- Church: The Episcopal Church
- Province: Province II
- Diocese: Diocese of New York
- In office: 1972–1996
- Other post: Chaplain to the Archbishop of Canterbury (1961-1969)

Orders
- Ordination: 1956 (deacon) 1957 (priest) by Michael Ramsey

Personal details
- Born: John Gerald Barton Andrew 10 January 1931 Scarborough, Yorkshire, England
- Died: 17 October 2014 (aged 83) New York City, New York, United States
- Denomination: Anglicanism
- Education: Beverley Grammar School
- Alma mater: Keble College, Oxford Cuddesdon College

= John Andrew (priest, born 1931) =

John Gerald Barton Andrew, OBE (10 January 1931 – 17 October 2014) was a British Anglican priest. From 1972 to 1996, he was the Rector of St. Thomas' Church on New York's Fifth Avenue.

==Early life==
Andrew was born on 10 January 1931 in Scarborough, Yorkshire, England. As a boy, he was a chorister at St Peters Church, Anlaby. He was educated at Beverley Grammar School, an all-boys school in Beverley, Yorkshire.

Having served in the Royal Air Force for 18 months as part of National Service, he was awarded a scholarship to the University of Oxford. He studied theology at Keble College, Oxford. He entered Cuddesdon College, an Anglican theological college in the Catholic tradition, in 1954 to train for ordination to the priesthood. He graduated from Keble College with a Bachelor of Arts (BA) degree in 1955; as per tradition, this was promoted to a Master of Arts (MA Oxon) degree in 1958. He then completed a further year of study at Cuddesdon before his ordination.

==Military service==
On 9 March 1950, having completed officer training, Andrew was commissioned into the Secretarial Branch of the Royal Air Force as a pilot officer (national service). On 18 September 1951, after 18 months with the RAF, he was transferred to the reserve (national Service list) thereby ending his full-time service. He was promoted to flying officer on 4 June 1952. On 27 May 1956, he relinquished his commission and therefore ended his call-up liability.

==Ordained ministry==
In 1956, Andrew was ordained in the Church of England as a deacon by Michael Ramsey, then the Archbishop of York, at York Minster. He was ordained as a priest in 1957. From 1956 to 1959, he served his curacy at St Peter's Church, Redcar. In 1959, he moved to the United States for the first time and was curate at St. George's-by-the-River, Rumson, New Jersey for approximately 18 months.

In October 1960, Andrew returned to England and was appointed chaplain to Michael Ramsey, then the Archbishop of York. From 1961 to 1969, he continued to serve as chaplain to Ramsey, now the Archbishop of Canterbury. His time as chaplain to Ramsey was controversial given his unusually young age (he was 30 when Ramsey became Archbishop of Canterbury) and because he had only ever been a curate (a junior parish priest). He was promoted to Senior Chaplain in 1965.

--- --- ---

### PROBLEMS TO SOLVE
#1 Answer these questions from the John Andrew biography:
(a) Which school did Andrew attend in Beverley, Yorkshire?
(b) On what date was he commissioned into the Royal Air Force as a pilot officer?
(c) At which church did he serve his curacy from 1956 to 1959?
#2 Write the next part of the John Andrew biography, picking up after its final sentence.
The entries come from a separate source and are unrelated to the John Andrew biography.

### SUPPLIED DATA

--- --- ---

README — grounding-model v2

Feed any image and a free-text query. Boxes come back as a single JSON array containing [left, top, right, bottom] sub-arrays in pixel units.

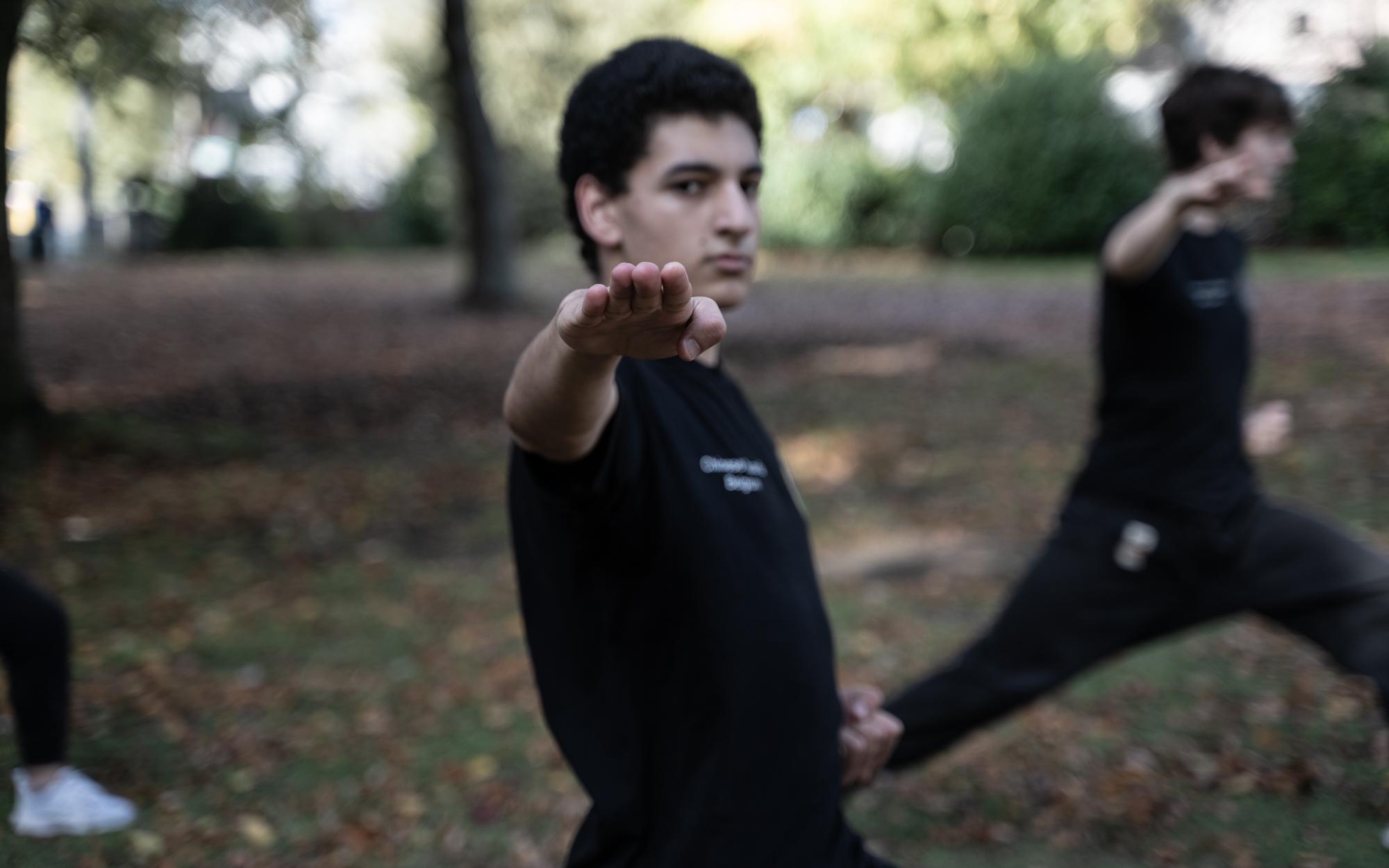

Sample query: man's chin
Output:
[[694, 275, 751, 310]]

--- --- ---

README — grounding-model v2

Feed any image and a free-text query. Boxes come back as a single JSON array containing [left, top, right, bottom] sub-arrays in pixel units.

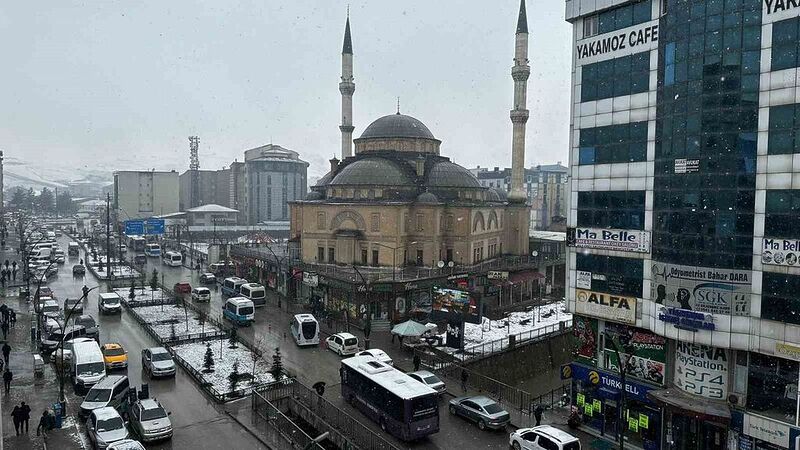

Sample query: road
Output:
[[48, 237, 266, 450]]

--- --- ---

### TASK RESULTS
#1
(a) Beverley Grammar School
(b) 9 March 1950
(c) St Peter's Church, Redcar

#2
Andrew then moved back into parish ministry and from 1969 to 1972 served as Vicar of Church of St John the Evangelist, Preston, Lancashire. This appointment did not suit him; it was much less prestigious than that of chaplain to an archbishop and could be seen as a demotion. From 1970 to 1972, he was additionally Rural Dean of Preston, giving him a supervising role over 39 other priests. After three years, he sought a more prestigious appointment and made use of the influential contacts he had gained during his time as archbishop's chaplain.

In March 1972, the vestry of St Thomas' Church, New York City, United States, choose Andrew as their next rector. He had been recommended by a group of wealthy American women who formed part of the influential network he had built up. On 3 December 1972, he was instituted as the 11th Rector by Paul Moore, Jr., the Bishop of New York. His first act was to change the main Sunday service from Morning Prayer to a Eucharist and he extended this to daily Mass throughout the year. He also introduced incense to services, icons and Reservation of the Blessed Sacrament. There were attempts to lure him back to England with the offer of the appointment of Vicar of Tewkesbury Abbey, but he turned it down. On 29 January 1995, he was made an honorary canon of the Cathedral of St John the Divine, New York, by Richard F. Grein, Bishop of New York.

Andrew retired in 1996 and returned for a time to England. He later returned to New York and was appointed Rector Emeritus of St Thomas' Church in 1999.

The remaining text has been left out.